Job: Copy the listing below line for line, leaving out the picture.
start
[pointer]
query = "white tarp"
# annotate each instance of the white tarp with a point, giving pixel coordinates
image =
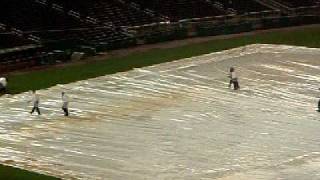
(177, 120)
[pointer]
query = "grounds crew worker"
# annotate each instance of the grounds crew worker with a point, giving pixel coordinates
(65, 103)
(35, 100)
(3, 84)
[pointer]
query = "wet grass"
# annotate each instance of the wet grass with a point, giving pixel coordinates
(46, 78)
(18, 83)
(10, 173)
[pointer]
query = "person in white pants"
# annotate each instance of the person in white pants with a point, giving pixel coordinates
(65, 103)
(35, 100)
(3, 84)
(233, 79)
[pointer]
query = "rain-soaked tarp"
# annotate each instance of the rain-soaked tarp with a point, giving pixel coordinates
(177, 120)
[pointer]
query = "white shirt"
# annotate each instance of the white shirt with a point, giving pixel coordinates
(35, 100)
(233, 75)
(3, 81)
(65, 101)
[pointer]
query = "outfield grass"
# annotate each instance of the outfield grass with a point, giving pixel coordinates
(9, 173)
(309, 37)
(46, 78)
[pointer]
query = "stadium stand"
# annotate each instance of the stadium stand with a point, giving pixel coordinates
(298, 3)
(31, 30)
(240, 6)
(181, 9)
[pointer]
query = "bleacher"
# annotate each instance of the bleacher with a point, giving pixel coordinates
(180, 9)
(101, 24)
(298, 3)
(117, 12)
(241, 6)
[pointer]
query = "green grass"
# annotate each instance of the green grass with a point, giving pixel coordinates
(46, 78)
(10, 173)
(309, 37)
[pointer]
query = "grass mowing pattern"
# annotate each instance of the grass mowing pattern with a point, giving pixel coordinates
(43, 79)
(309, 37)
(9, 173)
end
The result:
[pointer]
query = "white tarp"
# annotate each instance of the white tarp with a point, giving pixel coordinates
image =
(177, 120)
[pointer]
query = "grounds crew worker"
# annotate each instance of the grounds crew worker with a point, giving pixel coordinates
(65, 103)
(35, 100)
(3, 84)
[pointer]
query = "wet grass"
# annotate each instance of the wet grass with a point, giving pixel coordinates
(46, 78)
(18, 83)
(10, 173)
[pointer]
query = "person in white pants"
# annotate each instance of the person in white pants with a point, giving pixel coordinates
(65, 103)
(35, 100)
(3, 84)
(233, 79)
[pointer]
query = "rain-soaked tarp"
# annotate each instance of the rain-soaked tarp with a point, giving pixel coordinates
(177, 120)
[pointer]
query = "white shirt"
# annotate each instance of the white shirt with a point, giving pixel coordinates
(35, 100)
(233, 75)
(3, 81)
(65, 101)
[pointer]
query = "outfield grass"
# annotate each instance of the outfield grass with a point, giving pixel coordinates
(9, 173)
(309, 37)
(46, 78)
[pointer]
query = "stadium stand"
# annotate each instance of the stadium stand with a point, giving pixel coordinates
(298, 3)
(31, 30)
(240, 6)
(181, 9)
[pointer]
query = "bleacher"
# annotate each instance of the bleacher with a point, giving pixel coordinates
(180, 9)
(101, 24)
(298, 3)
(117, 12)
(241, 6)
[pointer]
query = "green grass"
# annotate each instance of the green grass with a point, giving pixel coordinates
(46, 78)
(10, 173)
(309, 37)
[pointer]
query = "grass mowing pattern"
# annotate each instance of the grass mowing pattern with a point, giving pixel coordinates
(43, 79)
(309, 37)
(9, 173)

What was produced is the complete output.